| Source document |
- - -

What Caused Google Cloud’s Massive June 2025 Outage and What We Can Learn
On June 12, 2025, a faulty policy update in Google’s Service Control triggered null‑pointer crashes across regions, causing a global outage that also impacted Cloudflare, Twitch, Discord, and others; the incident exposed missing feature flags, inadequate error handling, and lack of exponential backoff, prompting rapid SRE remediation.
On June 12, 2025, Google experienced one of its most severe global outages since 2009, affecting Google Cloud, Google APIs, and downstream services such as Cloudflare, Twitch, Discord, Spotify, Claude, OpenAI, and Microsoft 365.
The outage originated from Google’s Service Control, the component that performs policy checks and quota management for API requests. A May‑end update introduced a new quota‑checking logic that was not exercised during regional rollout, leaving a code path without proper error handling or a feature‑flag safeguard.
At 10:45 a.m. Pacific time, a policy update containing blank fields was propagated globally within seconds. Service Control fetched these empty fields during quota checks, hit a null‑pointer exception, and repeatedly crashed and restarted in every region.
Lack of error handling caused a null‑pointer crash.
The “herd effect” caused Spanner databases to overload as Service Control instances restarted.

- - -

| Complete the following |
1. Reproduce word for word the part of the Google Cloud outage article starting at "What Caused Google" and ending at "rapid SRE remediation.".
2. Carry on the article about the Google Cloud outage, picking up right after its final sentence.

| Extracted material |
- - -

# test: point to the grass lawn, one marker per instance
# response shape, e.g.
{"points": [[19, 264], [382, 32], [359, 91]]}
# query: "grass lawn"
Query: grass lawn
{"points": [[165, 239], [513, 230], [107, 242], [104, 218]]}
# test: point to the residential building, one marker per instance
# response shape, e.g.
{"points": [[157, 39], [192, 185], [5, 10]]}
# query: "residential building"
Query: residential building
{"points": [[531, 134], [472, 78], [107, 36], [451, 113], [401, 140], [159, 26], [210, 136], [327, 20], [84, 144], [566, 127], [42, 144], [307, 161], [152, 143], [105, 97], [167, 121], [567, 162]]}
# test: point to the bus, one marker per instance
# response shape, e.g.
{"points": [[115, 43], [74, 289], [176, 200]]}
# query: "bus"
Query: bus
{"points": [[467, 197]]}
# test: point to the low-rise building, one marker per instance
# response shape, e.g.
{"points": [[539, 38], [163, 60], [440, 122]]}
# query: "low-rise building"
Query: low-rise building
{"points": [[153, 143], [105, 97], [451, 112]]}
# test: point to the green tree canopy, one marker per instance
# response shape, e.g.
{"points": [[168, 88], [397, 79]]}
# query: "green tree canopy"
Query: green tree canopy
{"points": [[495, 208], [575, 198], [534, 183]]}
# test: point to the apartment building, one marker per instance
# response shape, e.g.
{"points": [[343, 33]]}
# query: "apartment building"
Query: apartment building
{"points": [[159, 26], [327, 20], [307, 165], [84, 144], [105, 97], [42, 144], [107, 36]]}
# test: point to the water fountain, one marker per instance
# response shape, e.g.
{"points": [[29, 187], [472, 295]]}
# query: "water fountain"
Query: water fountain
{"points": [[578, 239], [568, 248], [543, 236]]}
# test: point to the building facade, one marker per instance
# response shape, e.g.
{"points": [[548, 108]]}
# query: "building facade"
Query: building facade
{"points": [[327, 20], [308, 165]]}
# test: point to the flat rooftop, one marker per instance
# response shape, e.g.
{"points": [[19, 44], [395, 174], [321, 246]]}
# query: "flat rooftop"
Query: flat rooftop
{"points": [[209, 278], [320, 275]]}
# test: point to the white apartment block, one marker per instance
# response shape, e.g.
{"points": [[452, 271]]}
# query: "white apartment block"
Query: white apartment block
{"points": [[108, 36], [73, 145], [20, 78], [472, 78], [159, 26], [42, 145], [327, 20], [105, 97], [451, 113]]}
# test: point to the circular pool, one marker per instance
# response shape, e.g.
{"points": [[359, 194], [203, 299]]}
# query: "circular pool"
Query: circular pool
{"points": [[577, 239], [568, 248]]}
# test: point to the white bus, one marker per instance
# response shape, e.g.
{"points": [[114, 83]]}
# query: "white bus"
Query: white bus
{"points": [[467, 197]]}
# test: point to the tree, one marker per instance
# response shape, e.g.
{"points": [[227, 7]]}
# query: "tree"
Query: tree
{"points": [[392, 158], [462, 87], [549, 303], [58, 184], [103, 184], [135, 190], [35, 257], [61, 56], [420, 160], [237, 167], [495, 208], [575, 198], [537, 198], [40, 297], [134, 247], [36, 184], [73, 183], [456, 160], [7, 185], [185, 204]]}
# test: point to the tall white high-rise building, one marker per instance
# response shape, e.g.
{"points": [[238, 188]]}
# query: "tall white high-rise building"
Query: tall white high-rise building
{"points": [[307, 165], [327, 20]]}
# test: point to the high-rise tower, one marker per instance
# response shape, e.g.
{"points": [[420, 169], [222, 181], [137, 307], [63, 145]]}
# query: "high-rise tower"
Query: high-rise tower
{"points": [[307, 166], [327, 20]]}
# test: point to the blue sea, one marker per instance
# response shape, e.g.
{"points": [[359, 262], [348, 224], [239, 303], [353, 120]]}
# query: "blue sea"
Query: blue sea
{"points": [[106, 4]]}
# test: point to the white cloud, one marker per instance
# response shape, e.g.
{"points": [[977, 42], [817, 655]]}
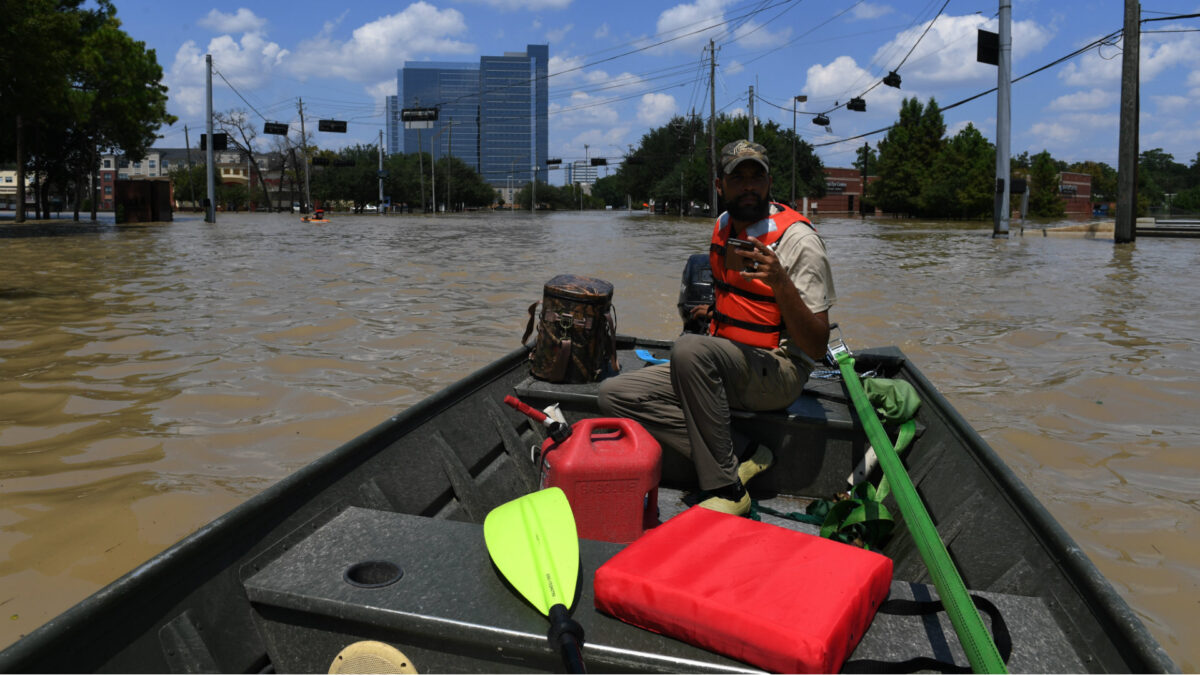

- - -

| Responses by item number |
1.
What Caused Google Cloud’s Massive June 2025 Outage and What We Can Learn
On June 12, 2025, a faulty policy update in Google’s Service Control triggered null‑pointer crashes across regions, causing a global outage that also impacted Cloudflare, Twitch, Discord, and others; the incident exposed missing feature flags, inadequate error handling, and lack of exponential backoff, prompting rapid SRE remediation.

2.
The SRE team identified the root cause within 10 minutes, prepared an emergency “red button” rollback in 25 minutes, and deployed it in 40 minutes, allowing smaller regions to recover quickly. Larger regions such as us‑central‑1 required up to 2 hours 40 minutes due to the herd effect and missing exponential backoff.
Google’s post‑mortem highlights four key problems:
1. Missing feature flag
The new quota‑checking path lacked a feature‑flag, preventing staged validation and early detection.
2. Insufficient error handling
The code did not defensively handle unexpected data (blank fields), leading to unhandled null‑pointer exceptions.
3. No randomized exponential backoff
Restart tasks did not implement backoff, causing a herd effect that overloaded Spanner.
4. Global synchronization risk
Policy data is replicated worldwide in real time, so a problem in one region instantly spreads globally.
The incident reinforces two stability principles: prevent problems before they occur and address small issues before they grow.